DIRECTIONS:
Each entry has to be copied exactly, with nothing missed.

TASK INPUT:
— begin —

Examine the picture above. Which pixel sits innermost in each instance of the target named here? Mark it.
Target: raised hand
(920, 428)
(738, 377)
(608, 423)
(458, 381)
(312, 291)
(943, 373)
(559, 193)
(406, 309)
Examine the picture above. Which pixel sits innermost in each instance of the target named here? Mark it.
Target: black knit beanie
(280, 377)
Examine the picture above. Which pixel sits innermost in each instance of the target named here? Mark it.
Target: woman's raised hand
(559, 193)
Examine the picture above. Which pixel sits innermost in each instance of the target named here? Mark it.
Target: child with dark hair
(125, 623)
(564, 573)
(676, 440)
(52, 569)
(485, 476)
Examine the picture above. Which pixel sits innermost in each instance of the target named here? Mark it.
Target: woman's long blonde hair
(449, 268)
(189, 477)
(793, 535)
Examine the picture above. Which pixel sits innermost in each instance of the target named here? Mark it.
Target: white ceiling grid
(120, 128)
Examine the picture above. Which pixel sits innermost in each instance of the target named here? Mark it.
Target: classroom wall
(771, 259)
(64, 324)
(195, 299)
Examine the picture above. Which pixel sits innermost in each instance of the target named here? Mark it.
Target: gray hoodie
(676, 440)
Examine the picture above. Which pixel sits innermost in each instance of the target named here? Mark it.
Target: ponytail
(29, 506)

— end —

FULL SOLUTION:
Examine the picture above. Which pixel sits innermost in each instance of the target named here? Mark it.
Target: raised hand
(920, 428)
(738, 377)
(608, 423)
(458, 381)
(312, 291)
(943, 373)
(559, 193)
(406, 309)
Examine the picture above. Which pixel sits innermost in each instance of the target named here? Mark it.
Target: black knit beanie
(280, 377)
Examine the picture above. Which pixel sits innermost in each instance of the target named here? Mark it.
Target: woman's raised hand
(559, 193)
Examine the picture above. Which pixel sits innermost in each instance of the target named here? Mark it.
Target: child with dark hair
(125, 623)
(564, 573)
(676, 440)
(52, 569)
(485, 476)
Examine the picture above. Which pixel sits innermost in each instance of the target named here? Mark it.
Target: woman's long blonde hair
(449, 268)
(189, 477)
(793, 535)
Examine the picture above. Which pixel sits innermost in each instance of the target named here? Mark it.
Target: white ceiling grid
(120, 128)
Examine the picture above. Which pixel sits innermost in each instance of the target named here? Mark it.
Target: classroom wall
(771, 259)
(64, 324)
(195, 299)
Examine the picture above. Which pixel sits innermost in each instance of the target named here? Mark it.
Target: gray hoodie
(676, 440)
Examine the picture above. Which pixel sits innermost in each instance of the target named here? Mark it.
Target: ponytail
(29, 506)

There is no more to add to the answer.